**Work required:** Please give again, word for word, each line that falls between the line with "hey — spot the snow-covered" and the end of the data, inclusive.

**Saved entries:**
——

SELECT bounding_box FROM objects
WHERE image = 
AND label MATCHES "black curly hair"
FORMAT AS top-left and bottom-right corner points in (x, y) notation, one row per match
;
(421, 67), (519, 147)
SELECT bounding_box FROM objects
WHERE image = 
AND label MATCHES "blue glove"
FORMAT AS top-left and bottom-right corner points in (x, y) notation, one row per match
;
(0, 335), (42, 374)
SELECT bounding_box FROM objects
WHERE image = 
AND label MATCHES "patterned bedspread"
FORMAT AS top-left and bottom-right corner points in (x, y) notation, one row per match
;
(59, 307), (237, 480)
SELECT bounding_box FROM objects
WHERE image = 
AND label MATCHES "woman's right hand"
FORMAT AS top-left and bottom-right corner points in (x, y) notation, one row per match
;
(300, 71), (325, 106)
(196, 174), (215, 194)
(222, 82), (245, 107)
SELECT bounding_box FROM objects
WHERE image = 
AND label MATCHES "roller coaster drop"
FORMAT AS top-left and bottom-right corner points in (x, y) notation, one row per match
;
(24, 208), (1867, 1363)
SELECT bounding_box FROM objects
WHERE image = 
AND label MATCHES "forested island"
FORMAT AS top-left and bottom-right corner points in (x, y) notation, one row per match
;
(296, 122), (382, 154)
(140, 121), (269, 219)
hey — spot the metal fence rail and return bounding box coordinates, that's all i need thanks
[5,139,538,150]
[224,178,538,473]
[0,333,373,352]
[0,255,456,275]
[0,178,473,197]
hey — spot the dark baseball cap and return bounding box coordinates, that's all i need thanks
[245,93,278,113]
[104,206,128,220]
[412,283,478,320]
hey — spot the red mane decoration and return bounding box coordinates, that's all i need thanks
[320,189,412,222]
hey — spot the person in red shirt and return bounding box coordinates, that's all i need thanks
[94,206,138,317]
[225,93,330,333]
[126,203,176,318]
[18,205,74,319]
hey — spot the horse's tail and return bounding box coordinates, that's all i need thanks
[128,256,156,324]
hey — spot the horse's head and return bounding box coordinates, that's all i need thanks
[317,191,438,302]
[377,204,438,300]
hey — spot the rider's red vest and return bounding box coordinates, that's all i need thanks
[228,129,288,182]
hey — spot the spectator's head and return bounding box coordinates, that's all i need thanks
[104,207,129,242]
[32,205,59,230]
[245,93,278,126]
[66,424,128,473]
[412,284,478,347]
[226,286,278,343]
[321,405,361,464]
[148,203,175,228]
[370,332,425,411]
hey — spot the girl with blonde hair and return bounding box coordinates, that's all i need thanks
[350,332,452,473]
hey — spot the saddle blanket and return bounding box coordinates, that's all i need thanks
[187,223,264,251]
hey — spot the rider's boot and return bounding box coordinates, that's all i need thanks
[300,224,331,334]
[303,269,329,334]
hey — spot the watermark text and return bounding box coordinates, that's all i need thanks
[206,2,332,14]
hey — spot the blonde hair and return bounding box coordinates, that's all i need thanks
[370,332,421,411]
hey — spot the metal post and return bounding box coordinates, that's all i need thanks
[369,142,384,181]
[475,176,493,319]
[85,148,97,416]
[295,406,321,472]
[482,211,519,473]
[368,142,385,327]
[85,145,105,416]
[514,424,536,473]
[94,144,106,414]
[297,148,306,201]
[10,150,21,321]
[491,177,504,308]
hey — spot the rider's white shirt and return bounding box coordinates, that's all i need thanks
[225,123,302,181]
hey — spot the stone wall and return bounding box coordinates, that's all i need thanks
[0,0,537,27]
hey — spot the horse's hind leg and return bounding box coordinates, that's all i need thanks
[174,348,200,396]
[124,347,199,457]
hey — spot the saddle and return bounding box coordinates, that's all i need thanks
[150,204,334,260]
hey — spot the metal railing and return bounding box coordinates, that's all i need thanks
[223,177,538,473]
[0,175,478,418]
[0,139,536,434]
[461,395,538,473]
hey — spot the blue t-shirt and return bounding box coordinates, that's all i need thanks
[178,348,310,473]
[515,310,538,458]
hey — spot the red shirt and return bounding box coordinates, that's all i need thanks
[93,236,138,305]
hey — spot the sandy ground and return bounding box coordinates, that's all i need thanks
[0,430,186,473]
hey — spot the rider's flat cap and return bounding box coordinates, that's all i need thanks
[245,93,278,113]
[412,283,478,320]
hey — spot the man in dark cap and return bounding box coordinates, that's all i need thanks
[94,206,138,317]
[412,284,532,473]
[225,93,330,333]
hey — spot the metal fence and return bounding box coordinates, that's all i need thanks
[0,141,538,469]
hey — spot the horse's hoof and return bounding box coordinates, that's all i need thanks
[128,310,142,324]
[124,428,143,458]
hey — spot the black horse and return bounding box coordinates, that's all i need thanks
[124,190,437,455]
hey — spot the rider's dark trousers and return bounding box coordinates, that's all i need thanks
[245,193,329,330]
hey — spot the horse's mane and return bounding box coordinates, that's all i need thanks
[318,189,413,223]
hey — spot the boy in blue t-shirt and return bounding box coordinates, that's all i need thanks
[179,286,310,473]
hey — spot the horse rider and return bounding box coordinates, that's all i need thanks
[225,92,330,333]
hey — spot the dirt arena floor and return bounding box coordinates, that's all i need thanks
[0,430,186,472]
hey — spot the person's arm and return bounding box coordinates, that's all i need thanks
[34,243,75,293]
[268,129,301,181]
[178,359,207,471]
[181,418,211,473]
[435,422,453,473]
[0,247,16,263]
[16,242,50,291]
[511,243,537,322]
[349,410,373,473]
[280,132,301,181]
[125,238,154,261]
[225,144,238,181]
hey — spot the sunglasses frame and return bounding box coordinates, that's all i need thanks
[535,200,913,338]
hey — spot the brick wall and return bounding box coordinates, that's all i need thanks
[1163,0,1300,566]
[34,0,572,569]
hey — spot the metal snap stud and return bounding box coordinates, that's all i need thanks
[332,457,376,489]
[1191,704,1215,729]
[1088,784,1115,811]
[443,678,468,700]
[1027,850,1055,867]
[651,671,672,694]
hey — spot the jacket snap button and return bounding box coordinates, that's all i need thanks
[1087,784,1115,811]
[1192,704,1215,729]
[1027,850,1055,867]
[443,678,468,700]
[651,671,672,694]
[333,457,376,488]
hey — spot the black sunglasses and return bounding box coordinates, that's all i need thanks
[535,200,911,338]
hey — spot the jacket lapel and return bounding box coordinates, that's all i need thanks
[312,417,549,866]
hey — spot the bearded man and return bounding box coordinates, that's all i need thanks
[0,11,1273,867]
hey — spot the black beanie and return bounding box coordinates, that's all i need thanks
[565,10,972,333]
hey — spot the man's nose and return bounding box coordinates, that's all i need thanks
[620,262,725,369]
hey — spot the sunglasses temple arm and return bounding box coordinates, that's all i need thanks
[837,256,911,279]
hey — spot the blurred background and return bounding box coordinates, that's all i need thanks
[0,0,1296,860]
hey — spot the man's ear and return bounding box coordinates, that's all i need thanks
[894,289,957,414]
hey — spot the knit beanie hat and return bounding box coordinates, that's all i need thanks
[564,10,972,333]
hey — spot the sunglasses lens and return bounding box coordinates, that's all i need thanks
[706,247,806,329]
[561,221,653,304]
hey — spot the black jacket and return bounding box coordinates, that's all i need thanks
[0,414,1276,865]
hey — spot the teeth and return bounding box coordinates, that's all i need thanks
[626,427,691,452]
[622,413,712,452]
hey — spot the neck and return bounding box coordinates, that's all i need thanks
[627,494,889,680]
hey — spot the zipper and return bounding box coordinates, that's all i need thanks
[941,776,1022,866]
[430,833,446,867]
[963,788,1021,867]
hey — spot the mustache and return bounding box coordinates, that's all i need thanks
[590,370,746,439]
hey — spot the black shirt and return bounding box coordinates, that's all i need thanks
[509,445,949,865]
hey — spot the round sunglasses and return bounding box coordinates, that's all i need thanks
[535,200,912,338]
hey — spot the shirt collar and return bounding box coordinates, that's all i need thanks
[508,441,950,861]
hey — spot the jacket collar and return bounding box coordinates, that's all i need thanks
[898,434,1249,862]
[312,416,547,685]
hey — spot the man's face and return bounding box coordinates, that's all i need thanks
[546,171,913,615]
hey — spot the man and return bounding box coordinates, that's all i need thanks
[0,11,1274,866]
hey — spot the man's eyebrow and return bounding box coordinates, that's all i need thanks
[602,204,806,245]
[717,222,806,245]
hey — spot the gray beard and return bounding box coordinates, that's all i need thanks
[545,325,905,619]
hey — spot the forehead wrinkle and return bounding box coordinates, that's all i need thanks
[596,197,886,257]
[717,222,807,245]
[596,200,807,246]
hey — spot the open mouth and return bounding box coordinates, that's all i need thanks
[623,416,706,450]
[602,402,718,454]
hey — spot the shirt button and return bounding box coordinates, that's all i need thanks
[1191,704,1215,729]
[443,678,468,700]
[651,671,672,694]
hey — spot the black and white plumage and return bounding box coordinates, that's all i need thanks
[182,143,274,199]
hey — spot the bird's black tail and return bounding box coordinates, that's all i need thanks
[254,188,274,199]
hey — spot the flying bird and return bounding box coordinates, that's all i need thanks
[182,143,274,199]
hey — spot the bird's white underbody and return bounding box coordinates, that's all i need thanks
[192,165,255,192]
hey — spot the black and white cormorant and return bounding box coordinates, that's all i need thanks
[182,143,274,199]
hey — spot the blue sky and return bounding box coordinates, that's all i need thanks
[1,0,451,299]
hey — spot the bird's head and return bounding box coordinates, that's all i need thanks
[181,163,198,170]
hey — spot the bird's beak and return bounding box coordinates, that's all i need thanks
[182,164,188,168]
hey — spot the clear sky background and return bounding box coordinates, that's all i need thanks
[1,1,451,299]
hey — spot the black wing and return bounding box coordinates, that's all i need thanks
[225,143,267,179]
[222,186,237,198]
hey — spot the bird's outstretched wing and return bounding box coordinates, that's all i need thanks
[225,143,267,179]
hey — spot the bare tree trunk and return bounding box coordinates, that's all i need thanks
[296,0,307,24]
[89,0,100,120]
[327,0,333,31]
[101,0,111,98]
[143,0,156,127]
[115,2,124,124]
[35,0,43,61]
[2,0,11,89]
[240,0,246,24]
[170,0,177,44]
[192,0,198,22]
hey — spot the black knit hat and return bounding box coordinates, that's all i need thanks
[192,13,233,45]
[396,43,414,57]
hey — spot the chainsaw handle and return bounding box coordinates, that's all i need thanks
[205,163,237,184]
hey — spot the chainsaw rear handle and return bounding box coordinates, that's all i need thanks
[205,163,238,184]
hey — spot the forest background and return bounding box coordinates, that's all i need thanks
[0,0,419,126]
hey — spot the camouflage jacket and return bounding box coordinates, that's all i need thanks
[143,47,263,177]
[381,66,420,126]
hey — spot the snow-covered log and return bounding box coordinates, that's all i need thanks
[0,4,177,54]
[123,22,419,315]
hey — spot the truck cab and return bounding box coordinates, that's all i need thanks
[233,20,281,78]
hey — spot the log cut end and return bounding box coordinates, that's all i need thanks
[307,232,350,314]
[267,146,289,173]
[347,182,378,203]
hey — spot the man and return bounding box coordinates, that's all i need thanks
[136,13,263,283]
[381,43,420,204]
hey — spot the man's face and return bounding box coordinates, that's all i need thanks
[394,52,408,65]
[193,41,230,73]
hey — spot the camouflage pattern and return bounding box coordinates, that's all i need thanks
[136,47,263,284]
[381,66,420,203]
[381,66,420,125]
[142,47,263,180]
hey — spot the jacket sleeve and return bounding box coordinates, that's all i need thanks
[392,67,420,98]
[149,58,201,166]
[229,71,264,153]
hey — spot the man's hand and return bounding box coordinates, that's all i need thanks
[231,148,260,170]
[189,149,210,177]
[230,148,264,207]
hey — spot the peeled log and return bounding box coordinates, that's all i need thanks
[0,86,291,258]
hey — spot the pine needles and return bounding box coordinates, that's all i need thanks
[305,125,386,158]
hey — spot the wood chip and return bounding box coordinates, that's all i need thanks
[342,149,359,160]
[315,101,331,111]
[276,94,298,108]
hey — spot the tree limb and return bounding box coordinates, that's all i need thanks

——

**Answer section:**
hey — spot the snow-covered log and return bounding box coordinates, that's all i need thanks
[0,4,177,54]
[123,22,419,315]
hey — spot the truck cab and return bounding box coordinates, that's all i need thanks
[233,20,281,78]
hey — spot the log cut end and return bounding box coordinates, that's all i need thanks
[307,232,350,314]
[267,146,289,173]
[347,182,378,203]
hey — spot the man and return bounding box coordinates, that's all i need thanks
[136,13,263,283]
[381,43,420,204]
hey — spot the man's face and return bounding box coordinates, that's all i need thanks
[394,52,408,65]
[193,41,230,73]
hey — spot the camouflage pattern and return bounding box coordinates, that's all i need thanks
[136,47,263,284]
[381,66,420,203]
[381,66,420,125]
[142,47,263,180]
hey — spot the jacket sleeve and return bounding box coordinates, that's all i need thanks
[392,67,420,98]
[149,58,201,166]
[229,71,264,153]
hey — spot the man's hand and return bounding box coordinates, that's all i need thanks
[231,148,260,170]
[189,149,210,177]
[230,148,264,207]
hey — spot the peeled log and return bounding box coordinates, that's all i need thanks
[0,86,291,258]
hey — spot the pine needles and return bounding box coordinates, that's all i need thanks
[305,125,386,158]
hey — spot the wood chip and return bounding box coordinates, that's all i need thanks
[342,149,359,160]
[315,101,331,111]
[276,94,298,108]
hey — spot the tree limb and return bounding box coordinates, that's all i need thanks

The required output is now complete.